(Stored data)
|---|

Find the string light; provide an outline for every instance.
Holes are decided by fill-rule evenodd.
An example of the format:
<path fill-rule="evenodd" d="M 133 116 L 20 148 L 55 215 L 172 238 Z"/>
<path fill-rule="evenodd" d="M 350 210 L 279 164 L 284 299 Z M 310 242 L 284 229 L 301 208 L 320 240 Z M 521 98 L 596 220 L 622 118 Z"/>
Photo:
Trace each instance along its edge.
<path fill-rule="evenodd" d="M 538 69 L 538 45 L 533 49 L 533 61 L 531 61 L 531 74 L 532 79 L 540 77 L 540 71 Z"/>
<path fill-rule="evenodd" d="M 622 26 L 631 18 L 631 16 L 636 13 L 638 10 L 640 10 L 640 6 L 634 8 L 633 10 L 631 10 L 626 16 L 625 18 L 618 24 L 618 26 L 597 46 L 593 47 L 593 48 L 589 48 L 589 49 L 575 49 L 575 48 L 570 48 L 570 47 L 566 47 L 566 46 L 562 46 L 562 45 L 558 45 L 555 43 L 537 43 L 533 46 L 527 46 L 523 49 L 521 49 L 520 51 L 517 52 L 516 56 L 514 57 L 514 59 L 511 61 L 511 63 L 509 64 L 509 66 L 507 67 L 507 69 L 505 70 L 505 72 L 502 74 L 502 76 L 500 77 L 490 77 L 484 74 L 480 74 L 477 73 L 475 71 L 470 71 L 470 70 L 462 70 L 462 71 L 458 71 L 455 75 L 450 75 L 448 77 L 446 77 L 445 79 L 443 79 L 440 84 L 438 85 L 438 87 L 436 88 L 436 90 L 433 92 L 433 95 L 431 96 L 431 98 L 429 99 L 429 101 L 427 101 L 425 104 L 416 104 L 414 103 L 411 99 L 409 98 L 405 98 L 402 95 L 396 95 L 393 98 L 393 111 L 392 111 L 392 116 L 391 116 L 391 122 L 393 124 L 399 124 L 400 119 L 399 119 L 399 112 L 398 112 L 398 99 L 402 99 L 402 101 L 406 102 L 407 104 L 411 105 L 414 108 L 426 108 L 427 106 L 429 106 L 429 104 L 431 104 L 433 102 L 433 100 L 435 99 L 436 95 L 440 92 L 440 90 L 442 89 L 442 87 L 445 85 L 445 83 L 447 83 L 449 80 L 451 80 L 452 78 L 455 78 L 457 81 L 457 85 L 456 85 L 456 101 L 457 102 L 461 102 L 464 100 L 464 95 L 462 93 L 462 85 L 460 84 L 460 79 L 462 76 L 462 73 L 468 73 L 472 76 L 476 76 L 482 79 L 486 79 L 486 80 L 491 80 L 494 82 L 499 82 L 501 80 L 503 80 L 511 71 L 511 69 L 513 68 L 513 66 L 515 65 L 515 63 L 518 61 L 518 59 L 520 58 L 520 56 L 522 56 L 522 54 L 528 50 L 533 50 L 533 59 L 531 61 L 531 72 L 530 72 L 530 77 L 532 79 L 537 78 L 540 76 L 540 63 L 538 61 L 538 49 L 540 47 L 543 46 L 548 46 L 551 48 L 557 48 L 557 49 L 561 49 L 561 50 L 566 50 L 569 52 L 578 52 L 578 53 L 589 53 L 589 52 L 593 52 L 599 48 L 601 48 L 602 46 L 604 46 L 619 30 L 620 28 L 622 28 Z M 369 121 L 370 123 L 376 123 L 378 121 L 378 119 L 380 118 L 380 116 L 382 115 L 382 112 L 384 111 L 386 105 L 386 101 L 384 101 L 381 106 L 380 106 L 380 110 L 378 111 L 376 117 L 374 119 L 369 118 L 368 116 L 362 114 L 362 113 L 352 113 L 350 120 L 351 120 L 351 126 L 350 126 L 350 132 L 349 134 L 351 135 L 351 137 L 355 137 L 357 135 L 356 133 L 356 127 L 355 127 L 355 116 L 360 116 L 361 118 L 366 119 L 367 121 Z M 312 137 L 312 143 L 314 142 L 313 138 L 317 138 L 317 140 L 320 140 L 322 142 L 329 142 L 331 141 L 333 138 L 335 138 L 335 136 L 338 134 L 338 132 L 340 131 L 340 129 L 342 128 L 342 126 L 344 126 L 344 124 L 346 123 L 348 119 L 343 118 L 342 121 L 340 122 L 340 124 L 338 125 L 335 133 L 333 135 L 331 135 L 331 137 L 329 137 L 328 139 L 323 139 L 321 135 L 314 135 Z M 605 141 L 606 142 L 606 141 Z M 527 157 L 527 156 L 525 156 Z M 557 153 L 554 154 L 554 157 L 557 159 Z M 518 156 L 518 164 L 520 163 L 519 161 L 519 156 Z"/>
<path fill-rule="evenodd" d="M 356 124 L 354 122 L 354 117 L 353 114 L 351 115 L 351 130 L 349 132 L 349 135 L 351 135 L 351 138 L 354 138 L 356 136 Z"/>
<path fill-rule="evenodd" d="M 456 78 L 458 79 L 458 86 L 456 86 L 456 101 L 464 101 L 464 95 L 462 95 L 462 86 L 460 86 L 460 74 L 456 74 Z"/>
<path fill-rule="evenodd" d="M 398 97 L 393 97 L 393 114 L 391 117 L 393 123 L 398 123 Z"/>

|---|

**Brief:** Copy out the records in full, matching every line character for character.

**Response for this exercise:**
Find the string light; provide an outline for every instance.
Holes are decided by fill-rule evenodd.
An example of the format:
<path fill-rule="evenodd" d="M 133 116 L 20 148 L 55 215 L 172 238 Z"/>
<path fill-rule="evenodd" d="M 350 210 L 279 164 L 284 299 Z M 310 242 L 284 229 L 301 208 L 320 240 Z M 521 98 L 596 220 L 622 118 Z"/>
Photo:
Trace each instance along its edge.
<path fill-rule="evenodd" d="M 538 69 L 538 45 L 533 49 L 533 61 L 531 61 L 531 74 L 532 79 L 540 77 L 540 71 Z"/>
<path fill-rule="evenodd" d="M 622 26 L 631 18 L 631 16 L 636 13 L 638 10 L 640 10 L 640 6 L 634 8 L 633 10 L 631 10 L 626 16 L 625 18 L 618 24 L 618 26 L 597 46 L 593 47 L 593 48 L 589 48 L 589 49 L 575 49 L 575 48 L 570 48 L 570 47 L 566 47 L 566 46 L 562 46 L 562 45 L 558 45 L 555 43 L 537 43 L 533 46 L 527 46 L 523 49 L 521 49 L 520 51 L 517 52 L 516 56 L 514 57 L 514 59 L 511 61 L 511 63 L 509 64 L 509 66 L 507 67 L 507 69 L 505 70 L 505 72 L 502 74 L 502 76 L 500 77 L 490 77 L 484 74 L 480 74 L 477 73 L 475 71 L 470 71 L 470 70 L 462 70 L 462 71 L 458 71 L 455 75 L 450 75 L 448 77 L 446 77 L 445 79 L 443 79 L 440 84 L 438 85 L 438 87 L 436 88 L 436 90 L 433 92 L 433 95 L 431 96 L 431 98 L 429 99 L 429 101 L 427 101 L 425 104 L 416 104 L 414 103 L 411 99 L 409 98 L 405 98 L 402 95 L 396 95 L 393 98 L 393 111 L 392 111 L 392 116 L 391 116 L 391 122 L 393 124 L 399 124 L 400 119 L 399 119 L 399 112 L 398 112 L 398 99 L 402 99 L 402 101 L 406 102 L 407 104 L 411 105 L 414 108 L 426 108 L 427 106 L 429 106 L 429 104 L 431 104 L 433 102 L 433 100 L 435 99 L 436 95 L 440 92 L 440 90 L 442 89 L 442 87 L 445 85 L 445 83 L 447 83 L 449 80 L 451 80 L 452 78 L 455 78 L 457 81 L 457 85 L 456 85 L 456 101 L 457 102 L 461 102 L 464 100 L 464 95 L 462 93 L 462 85 L 460 84 L 460 79 L 462 76 L 462 73 L 468 73 L 472 76 L 476 76 L 482 79 L 486 79 L 486 80 L 491 80 L 494 82 L 499 82 L 501 80 L 503 80 L 511 71 L 511 69 L 513 68 L 513 66 L 515 65 L 515 63 L 518 61 L 518 59 L 520 58 L 520 56 L 522 56 L 522 54 L 528 50 L 533 50 L 533 59 L 531 61 L 531 72 L 530 72 L 530 77 L 532 79 L 537 78 L 540 76 L 540 63 L 538 61 L 538 49 L 540 47 L 543 46 L 548 46 L 551 48 L 557 48 L 557 49 L 561 49 L 561 50 L 566 50 L 569 52 L 578 52 L 578 53 L 589 53 L 589 52 L 593 52 L 599 48 L 601 48 L 602 46 L 604 46 L 619 30 L 620 28 L 622 28 Z M 369 121 L 370 123 L 376 123 L 378 121 L 378 119 L 380 118 L 380 116 L 382 115 L 382 112 L 384 111 L 386 105 L 386 101 L 384 101 L 381 106 L 380 106 L 380 110 L 378 111 L 376 117 L 374 119 L 369 118 L 368 116 L 362 114 L 362 113 L 352 113 L 350 120 L 351 120 L 351 126 L 350 126 L 350 132 L 349 134 L 351 135 L 351 137 L 355 137 L 357 135 L 356 133 L 356 127 L 355 127 L 355 116 L 360 116 L 361 118 L 366 119 L 367 121 Z M 312 137 L 312 143 L 314 142 L 313 138 L 317 138 L 317 140 L 320 140 L 322 142 L 329 142 L 331 141 L 333 138 L 335 138 L 335 136 L 338 134 L 338 132 L 340 131 L 340 129 L 342 128 L 342 126 L 344 126 L 344 124 L 346 123 L 348 119 L 343 118 L 342 121 L 340 122 L 340 124 L 338 125 L 335 133 L 333 135 L 331 135 L 331 137 L 329 137 L 328 139 L 323 139 L 321 135 L 314 135 Z M 605 141 L 606 142 L 606 141 Z M 527 157 L 527 156 L 525 156 Z M 557 153 L 554 154 L 554 157 L 557 159 Z M 518 156 L 518 164 L 520 163 L 519 161 L 519 156 Z"/>
<path fill-rule="evenodd" d="M 356 124 L 354 122 L 354 117 L 353 114 L 351 115 L 351 130 L 349 132 L 349 135 L 351 135 L 351 138 L 354 138 L 356 136 Z"/>
<path fill-rule="evenodd" d="M 456 78 L 458 79 L 458 86 L 456 86 L 456 101 L 464 101 L 464 95 L 462 95 L 462 86 L 460 86 L 460 74 L 456 74 Z"/>
<path fill-rule="evenodd" d="M 398 97 L 393 97 L 393 114 L 391 117 L 393 123 L 398 123 Z"/>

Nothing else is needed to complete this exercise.